What the task requires - Write the data below out in full, exactly as it stands.
━━ Record extracts ━━
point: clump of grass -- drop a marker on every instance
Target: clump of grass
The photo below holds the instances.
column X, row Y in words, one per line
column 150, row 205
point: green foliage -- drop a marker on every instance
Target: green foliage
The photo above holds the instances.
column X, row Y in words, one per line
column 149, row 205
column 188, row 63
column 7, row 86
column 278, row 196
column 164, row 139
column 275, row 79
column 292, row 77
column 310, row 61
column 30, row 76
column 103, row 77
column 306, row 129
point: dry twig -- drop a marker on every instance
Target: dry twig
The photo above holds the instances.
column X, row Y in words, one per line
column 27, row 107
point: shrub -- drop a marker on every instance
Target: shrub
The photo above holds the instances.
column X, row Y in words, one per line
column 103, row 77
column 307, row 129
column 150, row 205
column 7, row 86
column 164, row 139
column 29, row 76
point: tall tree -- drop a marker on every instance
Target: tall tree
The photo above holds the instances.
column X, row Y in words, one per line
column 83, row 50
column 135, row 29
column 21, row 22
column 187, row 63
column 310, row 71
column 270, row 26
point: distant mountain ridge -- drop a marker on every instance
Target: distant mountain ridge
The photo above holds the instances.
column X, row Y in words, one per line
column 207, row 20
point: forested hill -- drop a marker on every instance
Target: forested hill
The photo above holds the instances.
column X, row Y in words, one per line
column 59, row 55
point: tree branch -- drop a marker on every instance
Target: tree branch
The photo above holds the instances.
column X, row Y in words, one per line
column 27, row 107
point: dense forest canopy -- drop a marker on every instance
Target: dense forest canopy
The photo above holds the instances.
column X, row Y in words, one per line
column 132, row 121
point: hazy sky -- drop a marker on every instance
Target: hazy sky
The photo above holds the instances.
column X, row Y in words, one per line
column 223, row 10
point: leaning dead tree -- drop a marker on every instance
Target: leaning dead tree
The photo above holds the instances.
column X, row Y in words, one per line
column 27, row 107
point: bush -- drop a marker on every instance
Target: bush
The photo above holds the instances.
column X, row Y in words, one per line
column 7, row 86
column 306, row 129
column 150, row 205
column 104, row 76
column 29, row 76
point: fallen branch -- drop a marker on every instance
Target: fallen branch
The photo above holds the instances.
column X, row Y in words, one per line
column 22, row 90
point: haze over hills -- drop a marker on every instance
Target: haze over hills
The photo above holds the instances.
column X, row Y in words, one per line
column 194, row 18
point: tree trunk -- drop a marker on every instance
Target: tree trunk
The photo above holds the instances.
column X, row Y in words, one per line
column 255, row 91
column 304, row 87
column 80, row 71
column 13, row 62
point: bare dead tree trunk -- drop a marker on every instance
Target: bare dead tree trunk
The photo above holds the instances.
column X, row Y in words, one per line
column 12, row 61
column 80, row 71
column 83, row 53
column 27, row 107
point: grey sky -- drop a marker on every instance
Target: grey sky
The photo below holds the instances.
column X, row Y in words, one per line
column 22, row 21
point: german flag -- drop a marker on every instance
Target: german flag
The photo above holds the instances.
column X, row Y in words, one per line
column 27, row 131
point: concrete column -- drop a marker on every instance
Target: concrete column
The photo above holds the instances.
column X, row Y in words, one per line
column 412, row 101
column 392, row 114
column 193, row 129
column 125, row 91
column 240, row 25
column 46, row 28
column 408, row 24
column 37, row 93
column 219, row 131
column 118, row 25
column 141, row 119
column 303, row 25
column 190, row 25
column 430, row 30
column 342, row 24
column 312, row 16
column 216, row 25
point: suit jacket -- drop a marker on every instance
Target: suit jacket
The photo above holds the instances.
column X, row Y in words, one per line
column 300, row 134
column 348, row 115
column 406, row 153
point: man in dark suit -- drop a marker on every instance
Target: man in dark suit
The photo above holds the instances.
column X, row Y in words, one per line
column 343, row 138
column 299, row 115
━━━
Written reply -
point: clump of grass -- drop a marker on every instance
Target: clump of grass
The photo below holds the instances.
column X, row Y in words, one per line
column 150, row 205
point: green foliage -- drop a marker on every instance
Target: green foliage
The photo above holds the instances.
column X, row Y in words, one per line
column 149, row 205
column 188, row 63
column 7, row 86
column 278, row 196
column 164, row 139
column 275, row 79
column 292, row 77
column 310, row 61
column 30, row 76
column 103, row 77
column 306, row 129
point: dry twig -- drop a marker on every instance
Target: dry twig
The photo above holds the instances.
column X, row Y in words, one per line
column 27, row 107
point: shrub -- drop a marker on every instance
Target: shrub
The photo above holds the instances.
column X, row Y in words, one per line
column 103, row 77
column 307, row 129
column 150, row 205
column 7, row 86
column 164, row 139
column 29, row 76
point: tall tree -- drop a marker on every instance
Target: tall tree
The photo above holds the instances.
column X, row Y in words, one per line
column 83, row 50
column 135, row 29
column 21, row 22
column 187, row 63
column 310, row 71
column 270, row 26
point: distant mountain ridge -- drop a marker on every instance
Target: distant mountain ridge
The photo above holds the instances.
column X, row Y in words, one per line
column 207, row 20
point: forested hill -- drop a marker on every instance
Target: forested hill
The photo above holds the instances.
column X, row Y in words, one per line
column 59, row 55
point: tree branch -- drop a marker on every instance
Target: tree branch
The photo above holds the instances.
column X, row Y in words, one per line
column 27, row 107
point: dense forest canopy -- drop a marker on every instance
Target: dense forest canopy
The photo above holds the instances.
column X, row Y in words, one per line
column 132, row 121
point: hazy sky -- drop a marker on every instance
Target: hazy sky
The photo above holds the instances.
column X, row Y in words, one per line
column 223, row 10
point: leaning dead tree -- drop a marker on every instance
Target: leaning dead tree
The photo above holds the instances.
column X, row Y in words, one per line
column 27, row 107
point: bush -- drop a marker on every instance
Target: bush
The photo above holds the instances.
column X, row Y in words, one per line
column 7, row 86
column 306, row 129
column 150, row 205
column 104, row 76
column 29, row 76
point: fallen branch -- drop a marker on every instance
Target: fallen branch
The photo above holds the instances.
column X, row Y in words, one per line
column 22, row 90
point: haze over hills -- drop a marker on every instance
Target: haze over hills
The photo above holds the instances.
column X, row Y in words, one per line
column 194, row 18
point: tree trunk -- drop a marker on every instance
Target: tree trunk
The photo above holds the instances.
column X, row Y in words, one per line
column 255, row 91
column 304, row 87
column 80, row 71
column 13, row 62
point: bare dead tree trunk -- drop a marker on every instance
Target: bare dead tree trunk
The photo above holds the instances.
column X, row Y in words, one per line
column 12, row 61
column 80, row 71
column 83, row 53
column 27, row 107
point: grey sky -- drop a marker on every instance
Target: grey sky
The photo below holds the instances.
column X, row Y in words, one per line
column 22, row 21
point: german flag -- drop a marker on every instance
Target: german flag
The photo above holds the instances.
column X, row Y in words, one per line
column 27, row 131
point: concrete column -- drop a marker on every instance
Target: concrete column
The photo above holds the instances.
column X, row Y in words, one per line
column 412, row 101
column 392, row 114
column 193, row 129
column 125, row 91
column 240, row 25
column 46, row 28
column 408, row 24
column 37, row 93
column 219, row 131
column 118, row 25
column 141, row 119
column 303, row 25
column 190, row 25
column 430, row 30
column 342, row 24
column 312, row 16
column 216, row 25
point: suit jacket -- drop a marker on every instance
Target: suit jacket
The photo above holds the instances.
column X, row Y in words, one per line
column 300, row 134
column 348, row 115
column 406, row 153
point: man in dark suit -- drop a marker on every instance
Target: man in dark suit
The photo above holds the instances.
column X, row Y in words, one per line
column 343, row 138
column 299, row 115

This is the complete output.